* **QUESTIONS**
[1] Using the article on the Norwegian health data platform for UK hospitals, answer each question briefly.
(a) Which company's UK branch announced the grants for NHS hospitals?
(b) Who formed Ledidi?
(c) What three problems does the article name with the data gathered from patients?
[2] Carry the article on the Norwegian health data platform for UK hospitals forward from its final sentence, keeping to its subject.

* **DOCUMENT SEGMENT**
┌──

Einar Martin Aandahl is the CEO and co-founder of Ledidi, a Norwegian company that has developed a cloud-based service to help clinicians collaborate on data across hospitals. Photo: Ledidi

Norwegian technology to help UK oncologists

British hospitals can now improve care of breast cancer patients by using a new health data platform from Norway.

The pharmaceutical company Pfizer’s UK branch has announced grants to provide NHS hospitals with subscription access to a research and registry platform from the Norwegian company Ledidi. The platform will be used for clinical audit of breast cancer patients.

Ledidi, a member of Oslo Cancer Cluster, was formed by two academic surgeons, who saw the need for better tools for collecting, structuring, analyzing and visualizing health data.

Improving patient treatment

Knowledge about the effect of cancer treatments and diagnostics is often limited to what is known from clinical studies, but little is known about the effect once they are implemented in standard clinical practice.

“For cancer clinics, the possibilities of monitoring patient outcomes combined with other data from their patients daily, gives new possibilities of understanding the effect of their efforts and identifying areas in patient care and treatment that could be improved,” commented Einar Martin Aandahl, CEO and co-founder of Ledidi.

The problem is that data gathered from patients is often fragmented in different systems, unstructured and contains a lot of free text. To be able to monitor patients’ outcomes, the data needs to be structured in a way that makes them available for analysis.

Collaboration between clinics

The two clinicians teamed up with engineers and developed a cloud-based service to help clinicians and researchers collaborate on data across hospitals and faster reach novel discoveries.

└──

* **STORED DATA**
┌──

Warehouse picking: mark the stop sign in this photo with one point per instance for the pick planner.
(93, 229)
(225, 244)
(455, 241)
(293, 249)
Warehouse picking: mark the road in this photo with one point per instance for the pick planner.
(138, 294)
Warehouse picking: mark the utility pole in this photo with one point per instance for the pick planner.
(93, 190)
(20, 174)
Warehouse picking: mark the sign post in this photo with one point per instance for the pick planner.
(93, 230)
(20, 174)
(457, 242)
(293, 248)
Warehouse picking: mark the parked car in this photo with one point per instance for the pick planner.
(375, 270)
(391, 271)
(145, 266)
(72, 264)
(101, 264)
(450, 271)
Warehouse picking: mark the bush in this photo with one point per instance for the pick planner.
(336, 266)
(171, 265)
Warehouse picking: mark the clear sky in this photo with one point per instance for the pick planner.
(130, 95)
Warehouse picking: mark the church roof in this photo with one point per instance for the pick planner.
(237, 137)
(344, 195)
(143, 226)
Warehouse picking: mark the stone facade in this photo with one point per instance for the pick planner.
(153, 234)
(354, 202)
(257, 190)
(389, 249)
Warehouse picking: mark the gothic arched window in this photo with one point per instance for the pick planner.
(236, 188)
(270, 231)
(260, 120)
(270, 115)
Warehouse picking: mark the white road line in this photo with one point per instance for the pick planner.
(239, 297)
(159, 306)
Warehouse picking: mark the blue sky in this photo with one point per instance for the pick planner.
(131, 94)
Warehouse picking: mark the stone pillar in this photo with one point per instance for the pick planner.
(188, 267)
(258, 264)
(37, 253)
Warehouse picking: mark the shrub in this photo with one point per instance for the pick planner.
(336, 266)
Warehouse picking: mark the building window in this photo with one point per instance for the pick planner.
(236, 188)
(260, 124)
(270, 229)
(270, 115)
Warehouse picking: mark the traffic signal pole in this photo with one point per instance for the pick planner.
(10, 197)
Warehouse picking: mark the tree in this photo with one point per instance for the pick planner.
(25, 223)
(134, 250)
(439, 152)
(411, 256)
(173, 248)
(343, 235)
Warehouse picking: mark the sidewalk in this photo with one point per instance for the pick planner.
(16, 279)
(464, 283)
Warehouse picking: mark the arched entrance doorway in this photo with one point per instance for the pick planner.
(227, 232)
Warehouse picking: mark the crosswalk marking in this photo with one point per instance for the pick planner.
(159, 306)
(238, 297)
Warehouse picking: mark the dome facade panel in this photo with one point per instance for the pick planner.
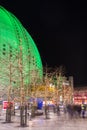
(16, 45)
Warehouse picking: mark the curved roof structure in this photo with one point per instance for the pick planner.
(18, 52)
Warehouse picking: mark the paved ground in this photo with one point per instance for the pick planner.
(62, 122)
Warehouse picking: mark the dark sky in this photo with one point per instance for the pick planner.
(59, 30)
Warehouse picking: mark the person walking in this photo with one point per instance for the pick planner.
(83, 109)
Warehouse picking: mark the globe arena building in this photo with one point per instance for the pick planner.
(20, 61)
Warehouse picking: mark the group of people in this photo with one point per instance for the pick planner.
(73, 110)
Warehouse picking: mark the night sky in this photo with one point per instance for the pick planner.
(59, 30)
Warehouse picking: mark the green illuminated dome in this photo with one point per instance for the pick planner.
(17, 51)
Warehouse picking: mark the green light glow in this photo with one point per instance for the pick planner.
(14, 36)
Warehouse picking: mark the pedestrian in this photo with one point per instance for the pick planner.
(83, 109)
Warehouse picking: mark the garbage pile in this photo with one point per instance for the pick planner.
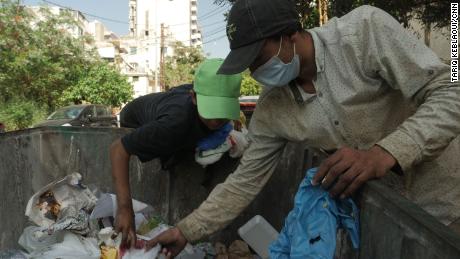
(72, 221)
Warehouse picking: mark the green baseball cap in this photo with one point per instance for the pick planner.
(217, 95)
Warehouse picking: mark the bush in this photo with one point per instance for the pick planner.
(19, 114)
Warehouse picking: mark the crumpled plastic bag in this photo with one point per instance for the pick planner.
(33, 239)
(238, 249)
(72, 246)
(12, 254)
(211, 156)
(215, 139)
(139, 251)
(62, 205)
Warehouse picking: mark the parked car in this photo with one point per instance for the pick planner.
(248, 105)
(85, 115)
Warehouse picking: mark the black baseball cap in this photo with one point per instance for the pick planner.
(250, 22)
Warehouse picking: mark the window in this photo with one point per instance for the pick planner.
(88, 112)
(132, 50)
(101, 111)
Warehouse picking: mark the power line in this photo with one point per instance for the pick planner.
(85, 13)
(202, 18)
(213, 40)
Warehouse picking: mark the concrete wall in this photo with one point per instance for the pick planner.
(391, 226)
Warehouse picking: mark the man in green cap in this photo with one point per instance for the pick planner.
(168, 123)
(361, 88)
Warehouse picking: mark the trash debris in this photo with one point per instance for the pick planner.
(62, 205)
(237, 250)
(71, 222)
(239, 142)
(72, 246)
(12, 254)
(215, 139)
(259, 234)
(33, 239)
(207, 157)
(236, 143)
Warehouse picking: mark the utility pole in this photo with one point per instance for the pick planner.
(162, 50)
(322, 10)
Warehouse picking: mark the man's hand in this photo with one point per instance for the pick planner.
(172, 241)
(347, 169)
(124, 224)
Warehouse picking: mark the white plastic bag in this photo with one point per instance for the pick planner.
(62, 205)
(73, 246)
(33, 239)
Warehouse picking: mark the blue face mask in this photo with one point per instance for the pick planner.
(275, 72)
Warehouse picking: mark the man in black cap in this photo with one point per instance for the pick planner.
(361, 87)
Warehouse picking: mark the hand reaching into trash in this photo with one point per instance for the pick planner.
(172, 241)
(347, 169)
(124, 224)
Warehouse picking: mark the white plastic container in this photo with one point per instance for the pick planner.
(259, 234)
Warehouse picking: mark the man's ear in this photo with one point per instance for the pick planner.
(193, 95)
(294, 37)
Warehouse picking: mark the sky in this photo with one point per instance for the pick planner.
(210, 18)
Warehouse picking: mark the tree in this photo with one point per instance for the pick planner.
(180, 67)
(40, 61)
(249, 86)
(101, 84)
(434, 12)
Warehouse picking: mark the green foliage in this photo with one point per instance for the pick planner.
(428, 12)
(101, 84)
(18, 113)
(44, 66)
(180, 68)
(249, 86)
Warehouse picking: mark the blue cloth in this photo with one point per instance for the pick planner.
(215, 139)
(310, 229)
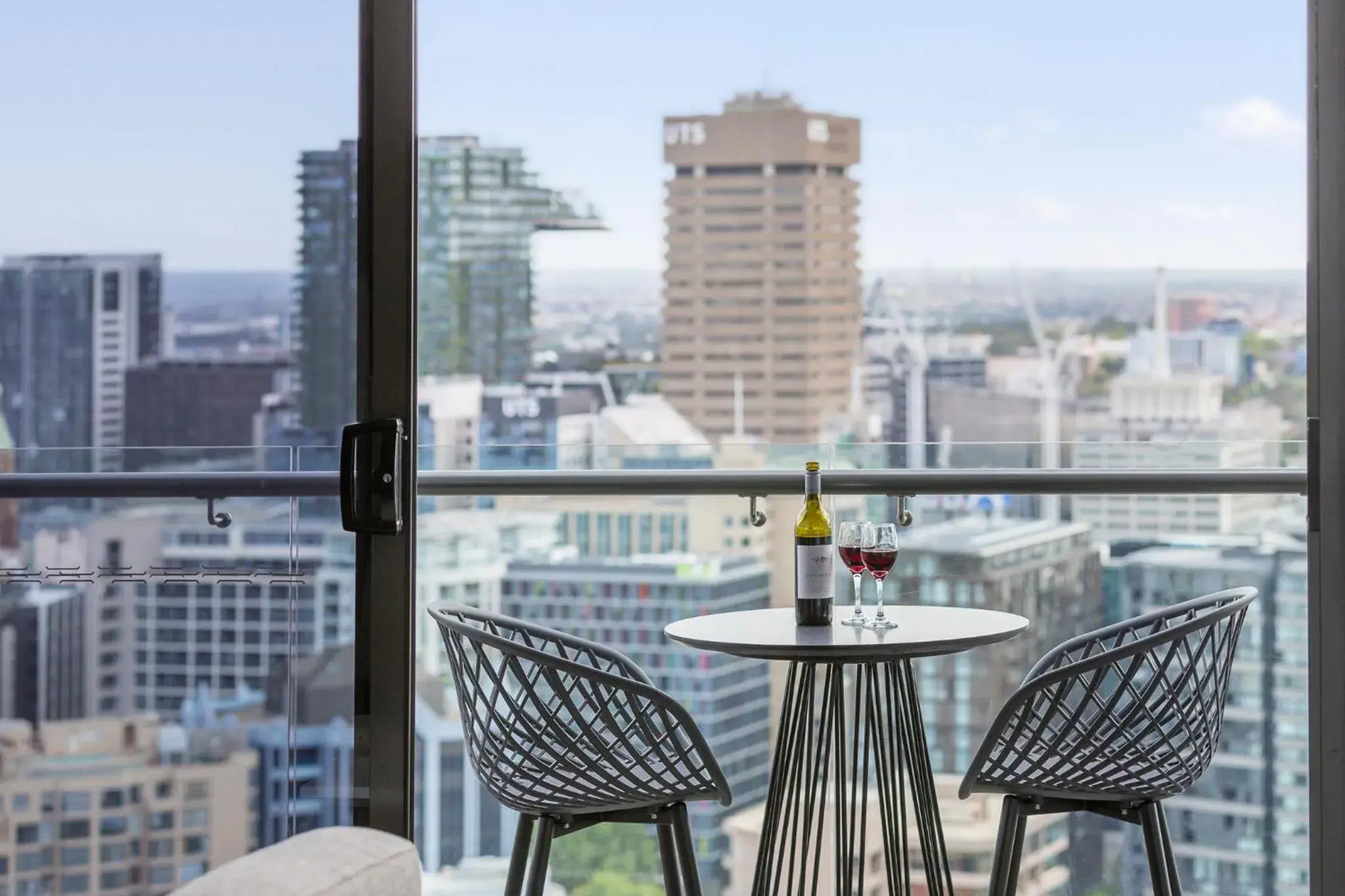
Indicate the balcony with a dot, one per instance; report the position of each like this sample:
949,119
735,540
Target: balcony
218,629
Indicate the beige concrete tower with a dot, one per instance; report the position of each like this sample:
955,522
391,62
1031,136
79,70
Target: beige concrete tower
763,268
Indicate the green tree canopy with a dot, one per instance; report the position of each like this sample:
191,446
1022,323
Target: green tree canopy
613,883
631,851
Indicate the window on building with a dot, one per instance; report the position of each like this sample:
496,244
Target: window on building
74,829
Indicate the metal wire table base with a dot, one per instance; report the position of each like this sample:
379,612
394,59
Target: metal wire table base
845,730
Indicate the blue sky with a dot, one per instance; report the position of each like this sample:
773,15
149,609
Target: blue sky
1040,133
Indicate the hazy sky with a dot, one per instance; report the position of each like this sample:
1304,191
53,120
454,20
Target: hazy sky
1042,133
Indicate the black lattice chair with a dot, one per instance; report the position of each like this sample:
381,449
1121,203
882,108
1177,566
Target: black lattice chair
572,734
1113,721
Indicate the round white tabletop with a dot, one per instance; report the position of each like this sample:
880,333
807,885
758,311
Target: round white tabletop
772,634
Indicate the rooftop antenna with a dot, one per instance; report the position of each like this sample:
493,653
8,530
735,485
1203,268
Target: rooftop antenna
1162,362
739,413
1052,367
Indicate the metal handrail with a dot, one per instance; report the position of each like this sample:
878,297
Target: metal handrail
740,482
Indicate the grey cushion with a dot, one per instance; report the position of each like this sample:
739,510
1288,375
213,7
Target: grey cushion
328,861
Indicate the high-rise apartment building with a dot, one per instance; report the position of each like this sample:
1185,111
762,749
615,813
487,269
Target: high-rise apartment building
762,285
479,209
42,652
1243,826
70,326
1047,571
123,806
186,410
323,330
626,603
183,605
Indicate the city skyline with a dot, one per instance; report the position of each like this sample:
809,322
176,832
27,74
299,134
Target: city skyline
1023,139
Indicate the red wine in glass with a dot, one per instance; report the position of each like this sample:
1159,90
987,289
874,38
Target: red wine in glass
853,558
879,561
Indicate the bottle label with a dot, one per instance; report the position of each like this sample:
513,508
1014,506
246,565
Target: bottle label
814,574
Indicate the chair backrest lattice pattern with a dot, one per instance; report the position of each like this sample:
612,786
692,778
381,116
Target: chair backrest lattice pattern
1132,711
554,723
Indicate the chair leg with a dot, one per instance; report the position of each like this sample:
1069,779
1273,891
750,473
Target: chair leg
541,856
1005,847
667,859
518,859
685,851
1173,878
1020,830
1151,820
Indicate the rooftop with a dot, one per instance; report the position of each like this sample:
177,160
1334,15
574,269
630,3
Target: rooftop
984,535
649,419
676,566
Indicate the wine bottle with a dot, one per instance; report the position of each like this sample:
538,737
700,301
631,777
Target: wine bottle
814,582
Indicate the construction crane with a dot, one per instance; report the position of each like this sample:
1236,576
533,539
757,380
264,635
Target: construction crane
906,355
1053,368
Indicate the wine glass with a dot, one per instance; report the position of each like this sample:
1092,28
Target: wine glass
850,543
880,553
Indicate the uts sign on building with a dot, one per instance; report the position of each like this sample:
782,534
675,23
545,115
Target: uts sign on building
518,430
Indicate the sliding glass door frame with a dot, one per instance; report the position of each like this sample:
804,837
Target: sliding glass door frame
385,565
1327,442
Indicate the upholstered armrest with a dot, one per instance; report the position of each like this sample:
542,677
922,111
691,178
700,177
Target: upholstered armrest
328,861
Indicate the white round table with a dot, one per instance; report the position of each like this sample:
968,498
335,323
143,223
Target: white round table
849,700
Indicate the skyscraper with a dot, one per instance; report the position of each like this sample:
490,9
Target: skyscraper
763,268
479,207
70,326
323,331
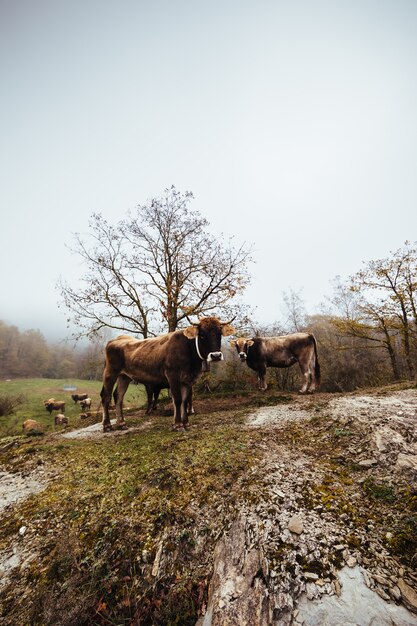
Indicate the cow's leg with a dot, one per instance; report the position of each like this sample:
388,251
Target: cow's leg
177,402
105,394
190,408
262,378
312,368
186,392
305,375
156,393
123,383
149,393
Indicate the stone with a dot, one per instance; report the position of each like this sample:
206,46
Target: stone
295,525
408,594
407,461
368,462
356,605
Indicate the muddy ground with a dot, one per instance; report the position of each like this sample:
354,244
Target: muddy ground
330,536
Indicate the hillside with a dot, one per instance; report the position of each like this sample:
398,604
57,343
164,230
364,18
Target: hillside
272,509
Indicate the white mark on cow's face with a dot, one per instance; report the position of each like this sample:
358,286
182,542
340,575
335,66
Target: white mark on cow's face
242,346
215,356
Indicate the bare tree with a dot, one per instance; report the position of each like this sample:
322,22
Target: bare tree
154,269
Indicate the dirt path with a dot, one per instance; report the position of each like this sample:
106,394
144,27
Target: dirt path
288,562
308,552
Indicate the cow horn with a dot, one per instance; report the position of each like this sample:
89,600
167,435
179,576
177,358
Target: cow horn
191,322
229,322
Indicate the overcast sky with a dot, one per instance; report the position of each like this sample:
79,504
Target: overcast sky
294,123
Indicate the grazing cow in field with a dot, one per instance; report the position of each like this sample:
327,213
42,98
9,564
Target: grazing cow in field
77,397
262,352
61,420
29,425
152,393
173,360
54,406
85,404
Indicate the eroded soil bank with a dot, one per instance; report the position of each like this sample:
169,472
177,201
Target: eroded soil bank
315,516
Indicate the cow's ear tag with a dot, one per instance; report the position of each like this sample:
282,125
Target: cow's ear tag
191,332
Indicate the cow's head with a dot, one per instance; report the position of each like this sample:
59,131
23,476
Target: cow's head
242,346
208,332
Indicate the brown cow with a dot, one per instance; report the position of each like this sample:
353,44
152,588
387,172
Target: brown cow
152,393
79,396
61,420
85,404
173,360
262,352
54,406
32,425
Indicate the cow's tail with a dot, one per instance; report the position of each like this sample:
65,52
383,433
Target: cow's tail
317,374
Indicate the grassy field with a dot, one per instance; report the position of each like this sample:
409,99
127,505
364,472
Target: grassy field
35,390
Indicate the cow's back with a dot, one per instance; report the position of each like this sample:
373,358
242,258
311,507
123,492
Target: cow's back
148,360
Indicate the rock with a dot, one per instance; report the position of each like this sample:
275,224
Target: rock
406,461
295,525
356,605
368,462
408,594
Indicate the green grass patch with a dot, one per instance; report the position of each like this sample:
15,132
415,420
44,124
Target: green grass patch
35,390
101,520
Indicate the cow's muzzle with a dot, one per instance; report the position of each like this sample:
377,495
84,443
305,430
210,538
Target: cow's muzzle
215,356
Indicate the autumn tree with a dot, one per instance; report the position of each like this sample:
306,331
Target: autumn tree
154,269
380,306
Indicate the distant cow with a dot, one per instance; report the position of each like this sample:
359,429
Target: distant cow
54,406
152,393
175,360
77,397
29,425
262,352
61,419
85,403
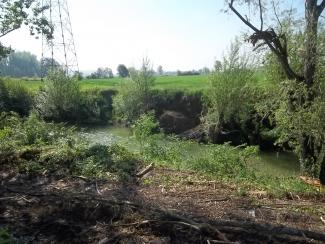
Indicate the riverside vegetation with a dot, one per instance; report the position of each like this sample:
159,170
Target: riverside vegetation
58,165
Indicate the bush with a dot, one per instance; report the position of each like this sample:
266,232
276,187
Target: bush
133,98
33,146
229,102
14,96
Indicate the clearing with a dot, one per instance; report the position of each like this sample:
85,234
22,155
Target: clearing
163,206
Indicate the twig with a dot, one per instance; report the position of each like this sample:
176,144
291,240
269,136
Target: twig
145,171
322,219
7,198
97,189
215,200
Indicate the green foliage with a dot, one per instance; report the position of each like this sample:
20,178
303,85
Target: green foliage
33,146
60,99
133,98
20,64
15,13
122,70
143,128
231,96
225,161
294,119
14,96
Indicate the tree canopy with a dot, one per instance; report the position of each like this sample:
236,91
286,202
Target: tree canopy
15,13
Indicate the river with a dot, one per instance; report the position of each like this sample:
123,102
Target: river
282,164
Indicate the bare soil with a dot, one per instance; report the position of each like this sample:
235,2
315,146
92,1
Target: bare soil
164,206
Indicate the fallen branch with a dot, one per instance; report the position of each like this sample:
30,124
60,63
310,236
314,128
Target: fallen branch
145,171
322,219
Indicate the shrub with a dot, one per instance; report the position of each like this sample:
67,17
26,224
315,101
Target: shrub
60,100
14,96
229,102
133,98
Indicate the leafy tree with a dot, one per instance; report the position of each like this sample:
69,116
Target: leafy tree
122,70
47,66
15,13
19,64
225,111
217,66
305,86
102,73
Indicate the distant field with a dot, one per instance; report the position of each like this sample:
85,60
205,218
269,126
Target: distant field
190,83
196,82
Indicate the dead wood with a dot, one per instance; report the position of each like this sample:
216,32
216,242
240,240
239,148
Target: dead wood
145,170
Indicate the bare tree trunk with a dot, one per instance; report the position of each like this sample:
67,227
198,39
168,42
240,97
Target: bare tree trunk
307,152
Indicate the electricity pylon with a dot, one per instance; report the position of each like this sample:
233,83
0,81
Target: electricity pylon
59,52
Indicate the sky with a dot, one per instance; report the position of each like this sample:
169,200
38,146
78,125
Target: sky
179,35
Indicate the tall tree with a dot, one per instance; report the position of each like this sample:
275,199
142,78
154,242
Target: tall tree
15,13
160,70
265,35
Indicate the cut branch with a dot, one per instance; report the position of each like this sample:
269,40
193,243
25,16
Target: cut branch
261,14
320,8
272,40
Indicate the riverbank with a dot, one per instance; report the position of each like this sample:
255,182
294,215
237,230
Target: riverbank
163,206
57,187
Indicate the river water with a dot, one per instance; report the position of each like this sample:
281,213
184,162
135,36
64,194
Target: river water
282,164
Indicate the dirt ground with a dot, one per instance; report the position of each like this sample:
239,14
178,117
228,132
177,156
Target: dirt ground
164,206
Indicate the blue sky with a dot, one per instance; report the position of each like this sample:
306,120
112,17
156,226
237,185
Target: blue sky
176,34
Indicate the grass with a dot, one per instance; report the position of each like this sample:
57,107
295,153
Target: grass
189,83
197,82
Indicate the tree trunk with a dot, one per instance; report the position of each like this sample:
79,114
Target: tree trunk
307,153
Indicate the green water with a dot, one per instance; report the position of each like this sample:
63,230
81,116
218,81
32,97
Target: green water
268,163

└──

* **YOUR RESPONSES**
[1]
(a) The UK branch of the pharmaceutical company Pfizer.
(b) Two academic surgeons.
(c) The data is often fragmented across different systems, it is unstructured, and it contains a lot of free text.

[2]
“Ledidi Core allows the clinicians to create structured databases and forms for data capture, so that data can be collected in the same format from several collaborating colleagues or clinics. The solution is designed for multiple participants to collaborate on a shared database,” Aandahl explained.

According to Aandahl, the database can be shared between health personnel, but they cannot access each other’s data directly, and it is done in compliance with security and privacy regulations. Still, everyone can run analysis on the whole dataset and get instant results from the data. Aandahl also informs us the database can be used both for research studies and patient registries.

“By collaborating with other clinics, one also gets the possibility to compare practice from clinic to clinic and find a benchmark for how your own clinic is performing. By this, we aim to break down the barriers between research and clinical practice,” Aandahl added.

Towards data-driven healthcare

Almost every sector of society is becoming increasingly digitalized, but the health care sector has been lagging behind, both because of strict regulations on health data and the complexities in providing healthcare.

“By finding safe and easy ways to structure and collaborate on health data for secondary purposes, we can generate new knowledge and insights that can improve patient care and the health of many people. We believe health care needs to be more data driven and we work to lift the barriers standing in the way,” Aandahl said.